┌──

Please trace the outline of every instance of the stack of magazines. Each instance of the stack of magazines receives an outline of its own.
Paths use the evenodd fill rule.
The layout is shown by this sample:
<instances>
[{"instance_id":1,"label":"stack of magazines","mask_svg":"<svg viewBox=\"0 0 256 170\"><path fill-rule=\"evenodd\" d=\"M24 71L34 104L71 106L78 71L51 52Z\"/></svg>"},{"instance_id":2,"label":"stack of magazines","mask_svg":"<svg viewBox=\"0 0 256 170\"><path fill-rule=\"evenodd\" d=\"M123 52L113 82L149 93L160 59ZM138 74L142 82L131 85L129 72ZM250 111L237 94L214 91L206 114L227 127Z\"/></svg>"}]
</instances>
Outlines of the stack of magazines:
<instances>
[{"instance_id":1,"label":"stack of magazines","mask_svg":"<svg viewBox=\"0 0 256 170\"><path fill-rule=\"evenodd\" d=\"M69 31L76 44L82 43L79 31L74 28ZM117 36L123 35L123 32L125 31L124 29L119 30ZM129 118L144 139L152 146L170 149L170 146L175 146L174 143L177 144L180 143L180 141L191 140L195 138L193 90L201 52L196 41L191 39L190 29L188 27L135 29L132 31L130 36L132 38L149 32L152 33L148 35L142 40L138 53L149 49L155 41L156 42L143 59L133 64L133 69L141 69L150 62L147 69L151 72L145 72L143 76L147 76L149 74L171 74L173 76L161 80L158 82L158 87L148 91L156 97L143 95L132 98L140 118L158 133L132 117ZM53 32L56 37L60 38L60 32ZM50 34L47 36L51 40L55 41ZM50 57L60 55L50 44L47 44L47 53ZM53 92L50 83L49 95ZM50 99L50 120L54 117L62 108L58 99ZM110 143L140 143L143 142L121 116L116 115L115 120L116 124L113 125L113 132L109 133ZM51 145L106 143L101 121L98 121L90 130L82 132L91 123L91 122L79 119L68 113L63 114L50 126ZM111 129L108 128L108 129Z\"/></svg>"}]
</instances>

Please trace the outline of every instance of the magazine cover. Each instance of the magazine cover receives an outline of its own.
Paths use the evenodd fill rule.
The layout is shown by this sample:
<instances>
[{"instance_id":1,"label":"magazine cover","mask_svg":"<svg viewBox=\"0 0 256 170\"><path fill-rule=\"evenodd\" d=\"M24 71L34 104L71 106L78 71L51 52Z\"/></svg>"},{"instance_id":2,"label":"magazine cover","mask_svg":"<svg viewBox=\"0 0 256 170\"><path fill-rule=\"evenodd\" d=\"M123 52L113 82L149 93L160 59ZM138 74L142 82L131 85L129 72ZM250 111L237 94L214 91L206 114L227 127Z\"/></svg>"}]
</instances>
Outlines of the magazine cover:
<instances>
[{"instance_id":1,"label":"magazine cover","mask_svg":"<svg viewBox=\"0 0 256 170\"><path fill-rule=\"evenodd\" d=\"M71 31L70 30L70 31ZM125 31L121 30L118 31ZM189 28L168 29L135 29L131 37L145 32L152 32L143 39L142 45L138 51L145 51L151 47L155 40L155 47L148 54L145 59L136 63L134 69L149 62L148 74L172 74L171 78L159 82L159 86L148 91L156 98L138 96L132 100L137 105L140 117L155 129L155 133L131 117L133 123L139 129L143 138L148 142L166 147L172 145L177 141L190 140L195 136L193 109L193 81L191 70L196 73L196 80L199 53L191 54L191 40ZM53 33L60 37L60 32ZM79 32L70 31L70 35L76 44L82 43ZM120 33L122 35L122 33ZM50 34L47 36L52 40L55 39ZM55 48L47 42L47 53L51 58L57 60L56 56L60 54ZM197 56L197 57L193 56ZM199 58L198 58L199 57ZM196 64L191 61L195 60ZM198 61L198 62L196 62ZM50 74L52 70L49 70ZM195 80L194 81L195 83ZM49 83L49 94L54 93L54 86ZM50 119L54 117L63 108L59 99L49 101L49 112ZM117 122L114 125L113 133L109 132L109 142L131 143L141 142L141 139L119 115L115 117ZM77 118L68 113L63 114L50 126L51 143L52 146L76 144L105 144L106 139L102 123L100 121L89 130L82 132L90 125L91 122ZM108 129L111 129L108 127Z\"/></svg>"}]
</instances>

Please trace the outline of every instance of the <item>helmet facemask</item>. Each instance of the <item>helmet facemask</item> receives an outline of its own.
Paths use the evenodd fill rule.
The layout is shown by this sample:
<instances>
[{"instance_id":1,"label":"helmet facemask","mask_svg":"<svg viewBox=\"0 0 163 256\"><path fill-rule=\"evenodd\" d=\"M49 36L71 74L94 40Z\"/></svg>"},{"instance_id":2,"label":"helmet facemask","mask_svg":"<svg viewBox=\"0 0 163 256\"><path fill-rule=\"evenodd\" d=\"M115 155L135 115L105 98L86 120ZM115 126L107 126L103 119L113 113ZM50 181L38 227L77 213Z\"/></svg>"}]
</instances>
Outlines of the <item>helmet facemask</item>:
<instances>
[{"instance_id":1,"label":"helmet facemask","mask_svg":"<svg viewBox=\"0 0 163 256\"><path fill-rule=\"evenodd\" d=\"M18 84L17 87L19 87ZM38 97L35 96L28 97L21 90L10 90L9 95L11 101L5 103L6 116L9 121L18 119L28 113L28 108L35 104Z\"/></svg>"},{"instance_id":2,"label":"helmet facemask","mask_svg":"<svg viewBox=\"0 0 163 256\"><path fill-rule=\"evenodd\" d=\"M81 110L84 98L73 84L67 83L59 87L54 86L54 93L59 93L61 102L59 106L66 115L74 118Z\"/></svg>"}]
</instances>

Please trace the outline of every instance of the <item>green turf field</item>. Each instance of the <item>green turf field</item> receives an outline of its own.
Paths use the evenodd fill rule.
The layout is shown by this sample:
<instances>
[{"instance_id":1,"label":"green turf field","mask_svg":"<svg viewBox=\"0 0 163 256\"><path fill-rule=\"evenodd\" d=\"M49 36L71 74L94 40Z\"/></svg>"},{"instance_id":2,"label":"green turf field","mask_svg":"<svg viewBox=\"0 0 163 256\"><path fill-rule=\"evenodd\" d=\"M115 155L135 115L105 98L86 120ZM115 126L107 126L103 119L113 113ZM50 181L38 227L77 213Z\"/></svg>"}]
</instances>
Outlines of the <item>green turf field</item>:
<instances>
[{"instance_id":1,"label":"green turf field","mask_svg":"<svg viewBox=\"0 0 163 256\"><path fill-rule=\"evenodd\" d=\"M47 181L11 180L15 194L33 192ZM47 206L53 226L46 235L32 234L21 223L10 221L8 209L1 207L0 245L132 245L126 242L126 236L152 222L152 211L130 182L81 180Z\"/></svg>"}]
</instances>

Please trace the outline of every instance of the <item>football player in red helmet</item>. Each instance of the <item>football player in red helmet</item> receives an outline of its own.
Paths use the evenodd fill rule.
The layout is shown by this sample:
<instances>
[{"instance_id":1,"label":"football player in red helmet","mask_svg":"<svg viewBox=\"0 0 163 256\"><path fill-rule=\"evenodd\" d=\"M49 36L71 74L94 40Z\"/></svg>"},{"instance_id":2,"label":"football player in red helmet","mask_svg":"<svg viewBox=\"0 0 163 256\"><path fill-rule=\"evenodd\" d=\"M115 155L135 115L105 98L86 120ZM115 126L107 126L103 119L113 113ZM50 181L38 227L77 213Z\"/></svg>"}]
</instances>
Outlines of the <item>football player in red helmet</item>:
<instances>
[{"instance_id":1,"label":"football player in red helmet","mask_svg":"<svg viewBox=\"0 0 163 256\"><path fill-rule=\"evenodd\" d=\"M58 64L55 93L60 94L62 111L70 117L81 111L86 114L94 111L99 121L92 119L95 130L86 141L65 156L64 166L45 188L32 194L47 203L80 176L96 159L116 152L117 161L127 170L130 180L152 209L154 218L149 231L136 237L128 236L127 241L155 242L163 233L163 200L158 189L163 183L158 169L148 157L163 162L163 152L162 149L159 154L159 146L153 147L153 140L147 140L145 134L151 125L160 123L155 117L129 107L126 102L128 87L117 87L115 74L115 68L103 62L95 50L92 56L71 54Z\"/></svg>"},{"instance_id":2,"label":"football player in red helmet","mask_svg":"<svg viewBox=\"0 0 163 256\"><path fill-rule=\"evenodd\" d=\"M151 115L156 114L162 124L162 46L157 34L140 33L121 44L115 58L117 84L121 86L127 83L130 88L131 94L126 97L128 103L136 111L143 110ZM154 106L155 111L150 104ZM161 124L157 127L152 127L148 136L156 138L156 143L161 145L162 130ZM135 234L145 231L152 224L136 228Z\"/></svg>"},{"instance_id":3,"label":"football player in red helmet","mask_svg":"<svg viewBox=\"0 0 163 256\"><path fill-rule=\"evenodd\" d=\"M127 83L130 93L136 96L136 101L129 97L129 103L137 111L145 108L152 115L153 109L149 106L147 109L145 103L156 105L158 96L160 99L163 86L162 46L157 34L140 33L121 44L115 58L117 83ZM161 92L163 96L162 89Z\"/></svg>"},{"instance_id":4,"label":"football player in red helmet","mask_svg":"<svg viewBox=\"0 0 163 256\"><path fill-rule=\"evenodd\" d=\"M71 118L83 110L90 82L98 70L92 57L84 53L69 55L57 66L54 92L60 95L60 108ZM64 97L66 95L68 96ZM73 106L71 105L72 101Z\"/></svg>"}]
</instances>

└──

■ **Your objective**:
Extract every line of the lines above that contains the word "Outlines", copying each one in full. Case counts.

■ **Reply to the exercise**:
Outlines of the stack of magazines:
Outlines of the magazine cover:
Outlines of the <item>helmet facemask</item>:
Outlines of the <item>green turf field</item>:
Outlines of the <item>football player in red helmet</item>:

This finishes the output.